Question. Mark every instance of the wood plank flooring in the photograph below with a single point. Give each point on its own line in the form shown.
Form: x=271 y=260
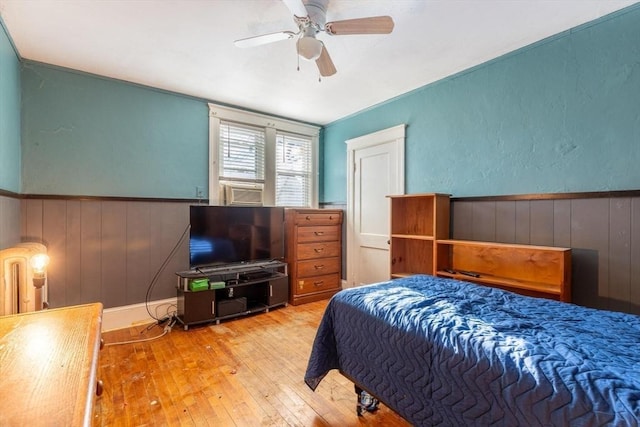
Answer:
x=243 y=372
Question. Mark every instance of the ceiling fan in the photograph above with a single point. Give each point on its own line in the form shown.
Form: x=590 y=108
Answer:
x=310 y=17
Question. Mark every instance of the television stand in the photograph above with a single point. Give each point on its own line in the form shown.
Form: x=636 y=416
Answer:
x=212 y=294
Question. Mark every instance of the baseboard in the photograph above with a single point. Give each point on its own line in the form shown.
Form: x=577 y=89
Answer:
x=136 y=314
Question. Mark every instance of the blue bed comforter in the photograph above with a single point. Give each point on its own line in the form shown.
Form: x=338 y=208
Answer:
x=445 y=352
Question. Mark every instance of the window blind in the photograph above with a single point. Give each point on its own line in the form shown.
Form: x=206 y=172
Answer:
x=241 y=152
x=293 y=170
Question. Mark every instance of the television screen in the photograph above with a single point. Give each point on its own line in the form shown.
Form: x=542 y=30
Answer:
x=232 y=234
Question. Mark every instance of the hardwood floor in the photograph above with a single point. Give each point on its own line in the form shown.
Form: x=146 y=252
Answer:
x=244 y=372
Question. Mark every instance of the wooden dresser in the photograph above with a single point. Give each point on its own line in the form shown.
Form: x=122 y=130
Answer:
x=48 y=366
x=314 y=253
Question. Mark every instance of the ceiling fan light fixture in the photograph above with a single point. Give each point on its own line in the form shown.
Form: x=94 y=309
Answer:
x=309 y=48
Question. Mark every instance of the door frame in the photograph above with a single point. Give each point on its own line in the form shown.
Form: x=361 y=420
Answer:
x=396 y=135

——————————

» Goal of the exercise
Reproduce the records from the line with "Question. Mark every instance of the ceiling fan in" up to and including the line with "x=212 y=294", keeping every line, requests included. Multiply each answer coordinate by 2.15 and round to a whole number, with halves rounding up, but leave the numbers in the requests and their format samples unchanged.

» Finished task
Question. Mark every instance of the ceiling fan in the photograph above with a single point. Give each point on its own line in the form shown.
Form: x=590 y=108
Answer:
x=667 y=37
Question. Mark every instance of the television stand in the photograph above with a single point. Give each point on its own line in the form shown.
Form: x=636 y=416
Answer:
x=456 y=632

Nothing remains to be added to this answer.